Output the data below as a numbered list, omitting blank lines, starting with the line that contains "Consider the photo above. For every instance of the open" and continuing through the end of the data. Include only those lines.

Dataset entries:
--- start ---
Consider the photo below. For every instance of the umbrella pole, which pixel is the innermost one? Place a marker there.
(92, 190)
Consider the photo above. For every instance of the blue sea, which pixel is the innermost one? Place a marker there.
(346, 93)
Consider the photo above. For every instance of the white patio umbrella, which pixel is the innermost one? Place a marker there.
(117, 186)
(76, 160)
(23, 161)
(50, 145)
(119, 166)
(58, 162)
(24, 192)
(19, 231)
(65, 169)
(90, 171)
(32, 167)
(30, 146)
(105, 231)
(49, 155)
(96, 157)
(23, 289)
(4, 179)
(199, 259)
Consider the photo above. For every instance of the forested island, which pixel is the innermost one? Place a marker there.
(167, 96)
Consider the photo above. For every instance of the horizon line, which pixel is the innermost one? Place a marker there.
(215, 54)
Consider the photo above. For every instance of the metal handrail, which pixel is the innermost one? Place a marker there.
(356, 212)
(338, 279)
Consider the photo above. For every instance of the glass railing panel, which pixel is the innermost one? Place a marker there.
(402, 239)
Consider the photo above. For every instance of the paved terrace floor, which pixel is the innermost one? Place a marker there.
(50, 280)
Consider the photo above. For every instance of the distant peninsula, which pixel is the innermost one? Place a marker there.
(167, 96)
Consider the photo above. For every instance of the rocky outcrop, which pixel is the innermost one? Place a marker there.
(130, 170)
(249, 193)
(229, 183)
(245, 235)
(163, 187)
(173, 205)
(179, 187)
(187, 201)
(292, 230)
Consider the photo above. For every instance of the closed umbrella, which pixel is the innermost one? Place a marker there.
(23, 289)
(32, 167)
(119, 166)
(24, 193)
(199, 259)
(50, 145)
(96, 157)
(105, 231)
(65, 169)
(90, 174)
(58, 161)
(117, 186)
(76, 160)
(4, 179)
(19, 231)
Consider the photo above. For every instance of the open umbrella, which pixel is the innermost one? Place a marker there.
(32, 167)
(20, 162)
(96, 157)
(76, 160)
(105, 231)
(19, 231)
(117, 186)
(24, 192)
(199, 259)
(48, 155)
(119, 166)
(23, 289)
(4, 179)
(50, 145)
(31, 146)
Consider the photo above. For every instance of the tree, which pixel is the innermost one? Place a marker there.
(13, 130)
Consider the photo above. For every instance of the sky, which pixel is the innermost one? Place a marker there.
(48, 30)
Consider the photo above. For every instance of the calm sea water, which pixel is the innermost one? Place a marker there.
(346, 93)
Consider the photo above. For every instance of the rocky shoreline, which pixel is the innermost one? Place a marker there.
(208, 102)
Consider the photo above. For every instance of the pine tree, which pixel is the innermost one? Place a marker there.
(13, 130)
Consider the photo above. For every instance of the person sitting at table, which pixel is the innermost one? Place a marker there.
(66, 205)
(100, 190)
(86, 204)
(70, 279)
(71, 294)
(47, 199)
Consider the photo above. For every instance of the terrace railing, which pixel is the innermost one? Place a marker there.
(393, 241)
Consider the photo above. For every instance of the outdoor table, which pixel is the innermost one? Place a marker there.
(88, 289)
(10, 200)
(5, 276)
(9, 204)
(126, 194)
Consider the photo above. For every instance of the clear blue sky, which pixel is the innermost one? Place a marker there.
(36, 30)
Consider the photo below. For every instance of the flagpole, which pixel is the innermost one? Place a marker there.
--- end ---
EXERCISE ANSWER>
1. Consider the photo above. For every instance of the open umbrella, which pixel is the innermost one? Place a marker there.
2. (32, 167)
3. (20, 162)
4. (96, 157)
5. (76, 160)
6. (105, 231)
7. (19, 231)
8. (117, 186)
9. (24, 192)
10. (199, 259)
11. (48, 155)
12. (119, 166)
13. (23, 289)
14. (4, 179)
15. (50, 145)
16. (31, 146)
17. Consider the photo above. For every instance of the tree, which pixel is the innermost one? Place a marker there.
18. (13, 130)
19. Consider the photo above. For every instance of the sky, which pixel is the innermost one? Place a marker there.
20. (48, 30)
21. Consider the photo above. For every instance of the calm sea water, which pixel is the innermost one? Place a marker there.
22. (346, 93)
23. Consider the photo above. For every instance of the rocky shoreline, which pixel is the innermost one? Place a marker there.
24. (208, 102)
25. Consider the photo above. For every instance of the pine tree, which pixel is the innermost one? Place a marker there.
26. (13, 130)
27. Consider the photo above. For every instance of the person sitting at table, which pixel is the innermost one? Place a marker there.
28. (66, 205)
29. (100, 190)
30. (86, 204)
31. (70, 279)
32. (71, 294)
33. (47, 199)
34. Consider the photo above. For every instance of the terrace railing, which pixel is the innermost one? Place a marker there.
35. (393, 241)
36. Consider the photo above. For every instance of the outdoor table, which pixel is the innermost one? Place a marker there.
37. (88, 289)
38. (10, 200)
39. (5, 276)
40. (9, 204)
41. (126, 194)
42. Consider the photo above. For every instance of the clear blue sky, which pixel is the innermost one? Place a marker there.
43. (36, 30)
44. Consider the photo below. For every instance of the flagpole, which pixel is the innermost one? Place a marker there.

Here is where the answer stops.